**TASK GOAL:** Every line of the data is to be transcribed without error.

**DATA PROVIDED:**
········

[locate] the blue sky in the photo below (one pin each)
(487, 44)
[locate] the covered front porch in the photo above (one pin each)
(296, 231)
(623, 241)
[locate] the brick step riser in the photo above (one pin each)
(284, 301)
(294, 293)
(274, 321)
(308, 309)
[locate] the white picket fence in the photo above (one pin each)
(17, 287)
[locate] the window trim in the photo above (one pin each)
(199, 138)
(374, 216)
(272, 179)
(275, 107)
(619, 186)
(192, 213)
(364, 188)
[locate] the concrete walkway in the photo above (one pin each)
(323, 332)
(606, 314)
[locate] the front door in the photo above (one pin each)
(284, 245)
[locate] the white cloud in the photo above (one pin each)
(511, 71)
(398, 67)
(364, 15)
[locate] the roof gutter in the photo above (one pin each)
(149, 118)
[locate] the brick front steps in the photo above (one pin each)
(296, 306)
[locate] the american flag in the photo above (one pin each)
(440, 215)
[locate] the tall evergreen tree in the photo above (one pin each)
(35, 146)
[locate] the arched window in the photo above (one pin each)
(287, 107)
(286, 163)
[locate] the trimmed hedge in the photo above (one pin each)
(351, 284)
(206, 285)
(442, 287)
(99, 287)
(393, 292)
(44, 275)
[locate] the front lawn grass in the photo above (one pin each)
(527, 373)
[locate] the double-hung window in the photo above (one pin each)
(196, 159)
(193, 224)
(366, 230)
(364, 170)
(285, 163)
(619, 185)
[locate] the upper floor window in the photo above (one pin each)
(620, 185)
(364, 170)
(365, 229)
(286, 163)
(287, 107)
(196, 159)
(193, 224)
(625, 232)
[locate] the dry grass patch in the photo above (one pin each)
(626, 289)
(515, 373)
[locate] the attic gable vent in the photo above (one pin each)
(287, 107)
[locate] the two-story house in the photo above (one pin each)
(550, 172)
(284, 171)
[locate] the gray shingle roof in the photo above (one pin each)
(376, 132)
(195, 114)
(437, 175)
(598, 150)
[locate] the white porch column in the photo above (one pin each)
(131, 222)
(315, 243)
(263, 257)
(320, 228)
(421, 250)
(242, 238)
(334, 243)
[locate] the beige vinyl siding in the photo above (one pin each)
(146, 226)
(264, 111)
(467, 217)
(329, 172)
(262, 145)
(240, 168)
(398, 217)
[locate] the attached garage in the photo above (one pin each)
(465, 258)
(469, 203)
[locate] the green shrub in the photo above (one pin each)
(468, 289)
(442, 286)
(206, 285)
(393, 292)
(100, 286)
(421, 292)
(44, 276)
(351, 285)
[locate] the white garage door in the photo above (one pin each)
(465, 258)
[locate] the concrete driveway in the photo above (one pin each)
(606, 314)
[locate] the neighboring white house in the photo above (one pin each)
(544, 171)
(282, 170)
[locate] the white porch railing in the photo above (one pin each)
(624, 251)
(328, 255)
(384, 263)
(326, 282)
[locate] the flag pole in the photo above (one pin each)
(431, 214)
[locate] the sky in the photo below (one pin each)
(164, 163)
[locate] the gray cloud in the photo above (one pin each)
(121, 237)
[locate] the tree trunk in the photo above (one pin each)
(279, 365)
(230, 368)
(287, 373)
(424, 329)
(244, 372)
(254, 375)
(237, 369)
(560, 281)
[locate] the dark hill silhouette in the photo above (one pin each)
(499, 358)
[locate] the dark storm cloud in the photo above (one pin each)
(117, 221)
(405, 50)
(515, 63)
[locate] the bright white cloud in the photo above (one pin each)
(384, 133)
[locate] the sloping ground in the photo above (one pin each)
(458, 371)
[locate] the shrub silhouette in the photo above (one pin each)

········

**SOLUTION TO THIS PROBLEM:**
[locate] the blue sky in the photo below (one pin each)
(487, 44)
[locate] the covered front porch in the photo above (one pin each)
(296, 231)
(623, 241)
[locate] the brick step riser in the photo above (one pin each)
(284, 301)
(294, 293)
(274, 321)
(308, 309)
[locate] the white picket fence in the photo above (one pin each)
(17, 287)
[locate] the window trim in the photo above (one pin each)
(199, 138)
(374, 216)
(272, 179)
(275, 107)
(619, 186)
(192, 213)
(364, 188)
[locate] the concrete walkway in the photo above (one pin each)
(323, 332)
(606, 314)
[locate] the front door in the photo above (one pin each)
(284, 245)
[locate] the white cloud in the photo above (one pin each)
(511, 71)
(398, 67)
(364, 15)
[locate] the roof gutter in the photo above (one pin each)
(149, 118)
[locate] the brick front steps in the photo above (one pin each)
(296, 306)
[locate] the american flag in the photo above (one pin each)
(440, 215)
[locate] the tall evergreen tree in the photo above (one pin each)
(35, 146)
[locate] the arched window in the photo above (one pin each)
(287, 107)
(286, 163)
[locate] the trimmed hedge in the photo above (one pin each)
(351, 284)
(206, 285)
(442, 287)
(99, 287)
(393, 292)
(44, 275)
[locate] the front lawn grass in the photo above (one pin each)
(527, 373)
[locate] the double-hung window in the photo above (one pin each)
(196, 159)
(193, 224)
(366, 230)
(364, 170)
(285, 163)
(619, 185)
[locate] the upper floor window in the photo above (one pin each)
(620, 185)
(364, 170)
(365, 229)
(286, 163)
(287, 107)
(196, 159)
(193, 224)
(625, 232)
[locate] the dry grass patch in the photo above (one pin each)
(626, 289)
(515, 373)
[locate] the attic gable vent in the photo above (one pin each)
(287, 107)
[locate] the two-story house in the photo above (one pin each)
(550, 172)
(284, 171)
[locate] the gray shingle roof in the photo above (one pin each)
(376, 132)
(195, 114)
(437, 175)
(598, 150)
[locate] the white porch column in the photo above (one pin each)
(131, 222)
(315, 243)
(263, 257)
(320, 228)
(421, 250)
(242, 238)
(334, 243)
[locate] the beige vinyl siding in the photo above (one pin each)
(146, 226)
(264, 111)
(467, 217)
(329, 172)
(262, 145)
(240, 168)
(398, 217)
[locate] the attached garage in the photo above (one pin each)
(465, 258)
(469, 203)
[locate] the green shrub in the photo above (one pin each)
(468, 289)
(442, 286)
(206, 285)
(393, 292)
(100, 286)
(421, 292)
(44, 276)
(351, 285)
[locate] the white garage door in the photo above (one pin each)
(465, 258)
[locate] the concrete driveway in the photo above (one pin each)
(606, 314)
[locate] the neighboring white house in the photo above (one pin each)
(544, 171)
(282, 170)
[locate] the white porch railing in the photo above (one pin each)
(624, 251)
(328, 255)
(384, 263)
(326, 282)
[locate] the flag pole in the photo above (one pin each)
(431, 214)
[locate] the sky in the photo below (one pin each)
(164, 163)
[locate] the gray cloud in the photo above (one pin each)
(121, 237)
[locate] the tree trunk in the photo above (one pin each)
(279, 365)
(230, 368)
(287, 373)
(424, 329)
(244, 372)
(254, 375)
(237, 369)
(560, 281)
[locate] the dark hill silhouette in the photo above (one pin each)
(499, 358)
[locate] the dark storm cloud in the photo above (one pin each)
(117, 221)
(405, 50)
(515, 63)
[locate] the bright white cloud in the photo above (one pin each)
(384, 133)
[locate] the sloping ground in the photo above (one pin each)
(458, 371)
[locate] the shrub silhouette in the photo above (one pin each)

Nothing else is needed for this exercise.